* Exercise input *

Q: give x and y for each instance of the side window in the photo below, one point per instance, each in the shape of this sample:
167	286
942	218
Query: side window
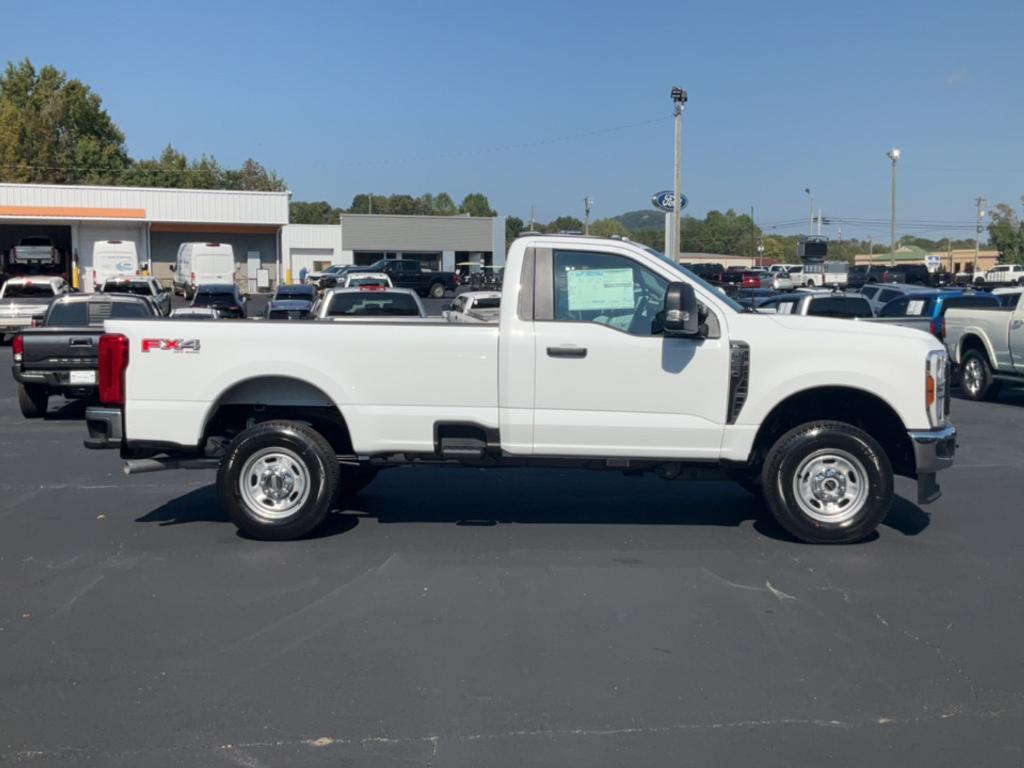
608	290
894	308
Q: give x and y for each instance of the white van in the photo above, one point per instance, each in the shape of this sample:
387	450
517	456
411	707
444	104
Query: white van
113	258
203	263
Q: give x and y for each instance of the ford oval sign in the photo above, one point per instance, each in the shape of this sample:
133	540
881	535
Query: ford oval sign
666	201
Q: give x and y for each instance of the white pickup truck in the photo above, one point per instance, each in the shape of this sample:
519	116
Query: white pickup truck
605	355
987	344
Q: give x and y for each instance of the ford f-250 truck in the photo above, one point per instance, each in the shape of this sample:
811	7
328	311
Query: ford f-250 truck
605	355
987	345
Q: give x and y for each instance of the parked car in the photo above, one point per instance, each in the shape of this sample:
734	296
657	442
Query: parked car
195	312
475	306
987	344
147	287
226	298
881	294
818	303
295	292
357	280
113	258
410	273
926	310
584	370
24	301
203	263
341	303
1004	274
289	309
60	356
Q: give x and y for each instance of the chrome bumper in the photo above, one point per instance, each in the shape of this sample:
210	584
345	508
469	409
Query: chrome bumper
933	452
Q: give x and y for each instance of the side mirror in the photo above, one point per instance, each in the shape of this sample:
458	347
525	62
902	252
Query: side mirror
681	310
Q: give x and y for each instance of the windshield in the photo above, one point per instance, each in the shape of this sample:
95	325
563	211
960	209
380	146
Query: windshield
28	291
694	279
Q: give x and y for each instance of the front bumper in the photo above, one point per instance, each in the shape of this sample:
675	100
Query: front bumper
933	452
105	427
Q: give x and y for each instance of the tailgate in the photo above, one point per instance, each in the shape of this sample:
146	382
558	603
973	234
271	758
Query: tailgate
60	348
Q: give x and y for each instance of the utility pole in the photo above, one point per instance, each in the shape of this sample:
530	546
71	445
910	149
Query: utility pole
679	98
893	155
981	203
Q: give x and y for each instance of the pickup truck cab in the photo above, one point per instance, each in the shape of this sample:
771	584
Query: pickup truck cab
24	301
606	355
410	273
60	356
987	345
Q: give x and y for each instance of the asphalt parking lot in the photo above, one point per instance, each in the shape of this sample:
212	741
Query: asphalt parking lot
520	617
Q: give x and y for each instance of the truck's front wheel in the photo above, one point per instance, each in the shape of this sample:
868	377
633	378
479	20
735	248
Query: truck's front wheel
827	482
278	480
33	400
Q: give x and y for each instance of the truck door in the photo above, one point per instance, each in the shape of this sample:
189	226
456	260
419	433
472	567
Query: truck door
606	382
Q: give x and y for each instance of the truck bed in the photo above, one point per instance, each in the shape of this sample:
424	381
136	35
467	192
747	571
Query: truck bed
382	376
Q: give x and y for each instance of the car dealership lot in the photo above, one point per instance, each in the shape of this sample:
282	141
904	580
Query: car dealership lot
454	616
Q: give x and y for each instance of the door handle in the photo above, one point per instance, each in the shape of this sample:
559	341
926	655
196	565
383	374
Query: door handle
566	351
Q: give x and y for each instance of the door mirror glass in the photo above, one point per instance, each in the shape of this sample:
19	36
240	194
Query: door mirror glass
680	314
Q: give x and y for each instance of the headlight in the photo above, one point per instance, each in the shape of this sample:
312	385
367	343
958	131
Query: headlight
937	387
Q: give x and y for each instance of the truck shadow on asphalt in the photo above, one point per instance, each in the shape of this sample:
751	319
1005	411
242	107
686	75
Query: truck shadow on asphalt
611	501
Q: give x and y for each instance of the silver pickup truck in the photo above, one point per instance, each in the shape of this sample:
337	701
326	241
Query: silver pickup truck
24	301
987	344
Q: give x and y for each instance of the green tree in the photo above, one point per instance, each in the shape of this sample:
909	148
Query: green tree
321	212
476	204
1006	233
55	130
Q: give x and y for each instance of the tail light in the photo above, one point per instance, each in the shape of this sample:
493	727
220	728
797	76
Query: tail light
113	364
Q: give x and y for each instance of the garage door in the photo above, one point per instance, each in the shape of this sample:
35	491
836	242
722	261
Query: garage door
309	259
89	235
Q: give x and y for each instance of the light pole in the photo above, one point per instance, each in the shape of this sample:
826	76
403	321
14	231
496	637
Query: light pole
893	155
679	98
810	212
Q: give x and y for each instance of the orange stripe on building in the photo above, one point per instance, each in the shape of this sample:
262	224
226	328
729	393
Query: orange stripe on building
74	213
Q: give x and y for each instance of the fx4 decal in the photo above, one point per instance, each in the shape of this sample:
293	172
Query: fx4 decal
171	345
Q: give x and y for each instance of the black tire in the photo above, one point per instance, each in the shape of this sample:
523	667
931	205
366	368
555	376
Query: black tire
807	450
308	457
34	400
976	377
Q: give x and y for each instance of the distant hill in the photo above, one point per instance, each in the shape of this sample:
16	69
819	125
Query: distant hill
637	220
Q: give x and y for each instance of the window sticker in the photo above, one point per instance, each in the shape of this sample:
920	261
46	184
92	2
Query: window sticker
600	289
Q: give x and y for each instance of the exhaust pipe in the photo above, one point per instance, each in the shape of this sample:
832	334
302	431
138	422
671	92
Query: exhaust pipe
140	466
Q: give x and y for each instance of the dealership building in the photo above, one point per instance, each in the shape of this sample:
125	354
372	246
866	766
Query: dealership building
266	247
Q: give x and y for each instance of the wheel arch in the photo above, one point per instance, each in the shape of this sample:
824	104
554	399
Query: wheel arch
267	397
860	408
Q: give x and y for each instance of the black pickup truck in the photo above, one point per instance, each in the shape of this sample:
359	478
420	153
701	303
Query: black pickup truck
410	273
60	356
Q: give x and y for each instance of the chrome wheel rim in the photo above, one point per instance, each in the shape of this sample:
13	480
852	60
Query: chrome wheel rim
973	376
830	486
274	483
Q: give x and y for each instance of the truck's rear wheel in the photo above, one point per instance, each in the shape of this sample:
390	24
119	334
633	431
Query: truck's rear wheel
976	377
827	482
34	400
278	480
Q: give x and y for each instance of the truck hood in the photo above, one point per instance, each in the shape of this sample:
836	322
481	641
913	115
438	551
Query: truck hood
833	327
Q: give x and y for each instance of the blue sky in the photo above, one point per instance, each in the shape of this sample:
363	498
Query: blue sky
516	100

* What to produce *
Omit the pictures, then output the rest of the listing exactly.

* Problem solution *
Q: give x and y for each instance of the side window in the photo below, one point per instance, each in the shape of this sample:
167	286
942	218
Query: side window
608	290
894	308
Q: give x and y for each instance of the white van in the photo above, one point per instance, each in the shape of this sample:
387	450
517	456
411	707
444	104
Query: white van
113	258
203	263
Q: give x and y for each instance of the ford oval sign in the photo above, one point per instance, each in the shape of this sample:
133	540
881	535
Query: ford oval sign
666	201
Q: give x and y for each instance of the white pickup truck in the photo above, one point per instance, each in the shape of this sample:
519	116
Query: white pickup truck
605	355
987	344
Q: give x and y for each instance of the ford f-250 truck in the photo above, one point per instance, each in the shape of this sample:
811	7
328	311
Query: ford f-250 truck
605	355
987	345
Q: give x and y for each instance of the parked car in the photo above, one point per instance, each in the shape of this sample:
734	296
657	442
Query: parked car
195	312
475	306
987	344
147	287
226	298
881	294
818	303
295	292
357	280
113	258
410	273
926	310
584	370
24	301
203	263
341	303
1004	274
289	309
60	356
Q: give x and y for each instance of the chrome bumper in the photo above, one point per instance, each in the shape of this sample:
210	584
345	508
469	409
Query: chrome bumper
933	452
Q: give x and y for each instance of the side mirror in the photo above, one point per instance, each in the shape of this sample:
458	347
525	62
902	252
Query: side mirror
681	310
Q: give x and y for each instance of the windshield in the photo above, one point per instance, each in the shape of this sample:
95	325
563	211
960	209
380	146
Query: windshield
28	291
694	279
Q: give x and y for each instance of the front bumper in the photo above, one point per instance, each in the shape of this sample:
675	100
Query: front bumper
933	452
105	427
Q: give x and y for each instance of the tailgate in the photo above, one point per instance, each in the shape of this sample:
146	382
558	603
973	234
271	758
Query: tailgate
60	348
Q: give x and y for each instance of the utility pole in the photo above, one point per instance, each in the shape of this sample:
530	546
71	445
910	149
Query: utility pole
679	98
893	155
981	203
Q: give x and y for each instance of the pickup truck cab in the photo above, one point per instance, each in the shape of this sample:
771	584
Query: pickup truck cab
24	301
606	355
410	273
60	356
987	345
Q: give x and y for each instance of the asphalt parking lot in the photo above, one point per instance, each in the shape of this sample:
212	741
Query: asphalt parking lot
520	617
Q: give x and y for each instance of the truck's front wheel in the photo above, one point per instance, each in the shape of this sample:
868	377
633	378
479	20
735	248
Query: truck's front wheel
827	482
278	480
33	400
Q: give x and y for each instance of the truck door in the photo above, one point per instance, each in the shape of this sample:
189	226
456	260
419	433
472	567
Query: truck door
606	382
Q: give x and y for each instance of the truck bed in the photo above, one point per instance, each in the shape of this sample:
424	381
136	35
467	192
747	571
Query: truck bed
382	376
Q: give x and y for each instance of the car dealership lot in the photo above, one point per instance, each in the shape of this sample:
282	141
904	580
Query: car dealership lot
454	616
Q: give x and y for each instance of the door handle in the photo above, one point per instance, each in the shape of this sample:
559	341
926	655
196	565
383	374
Query: door handle
566	351
Q: give x and y for each instance of the door mirror glass in the photo above, one point per instance, each in the shape of this sample:
19	36
240	194
Query: door mirror glass
680	314
Q: give x and y for each instance of the headlight in the photo above, one point per instance, each in the shape of this sample:
312	385
367	343
958	131
Query: headlight
937	387
Q: give x and y for each instance of the truck shadow on asphalt in the photo above, one point per instance, each in the shape of this sample:
751	319
1005	411
242	107
686	75
Query: truck shadow on asphalt
611	501
Q: give x and y for each instance of the silver pickup truck in the photo above, one point per instance, each in the shape of this sample:
337	701
326	241
Query: silver pickup truck
24	301
987	344
Q: give x and y for each instance of the green tree in the photo above, one point per instance, each in the shape of this sample:
909	148
Query: green tree
321	212
476	204
1006	233
55	130
Q: give x and y for each instance of the tail light in the photo above, one point per instance, each in the shape of this sample:
493	727
220	728
797	76
Query: tail light
113	364
Q: give x and y for each instance of the garage door in the photo above, one point per instance, each in the shape of this sample:
35	491
836	242
722	261
Query: garage door
309	259
89	235
Q: give x and y for each instance of the light pole in the photo above, one point per instance, each in the shape of this sample:
826	76
403	321
14	231
496	637
Query: light pole
893	155
679	98
810	212
Q: give x and y for each instance of the orange stripe on building in the photo above, one point per instance, each in the shape of this sample:
262	224
226	328
729	393
Query: orange stripe on building
74	213
Q: give x and y for each instance of the fx4 decal in the photo above, one point per instance, each in the shape of this sample:
293	172
Query: fx4 decal
171	345
Q: give x and y for each instance of the black tire in the photo above, one point per instance, each in the shape of this sample:
523	667
931	205
366	368
555	376
Query: black tire
807	450
308	457
34	400
976	377
Q: give x and y for each instance of the distant hill in the photo above, one point per instance, each in the shape of this sample:
16	69
819	125
Query: distant hill
637	220
Q: give x and y for each instance of the window sticker in the photo above, one point per instance, each in the shape of this sample:
920	261
46	184
92	2
Query: window sticker
600	289
Q: give x and y for each instance of the exhaust pipe in the photo above, one point per instance, each in the shape of this sample:
832	334
302	431
138	422
671	92
Query: exhaust pipe
140	466
Q: give x and y for each instance of the dealership building in the photo above, one point per instance, each in the shape of this sample:
125	354
372	246
866	766
Query: dealership building
266	247
Q: give x and y for each instance of the wheel arch in the photo above, one point per instance, each in the shape of this sample:
824	104
554	399
Query: wheel arch
267	397
860	408
Q: give x and y for each instance of the black pickup truck in the photo above, one point per instance, each in the shape of this sample:
359	478
420	153
701	303
Query: black pickup truck
410	273
60	356
Q: give x and y for each instance of the chrome wheel rim in the photo above, one point per instance, each in the shape of this sample:
13	480
852	60
Query: chrome wheel rim
973	376
830	486
274	483
Q: give x and y for each instance of the truck's rear wheel in the photo above, one point per instance, each in the shape of this sample:
390	24
119	334
633	431
Query: truck's rear wheel
976	377
827	482
34	400
278	480
Q: give x and y for each instance of the truck hood in the photo above, one point per instance, each in the shape of this sample:
836	322
481	641
913	115
438	551
Query: truck hood
833	327
Q: give x and y for each instance of the blue sky in the photo above, one point per instance, each in the shape of this sample:
363	498
Query: blue sky
516	100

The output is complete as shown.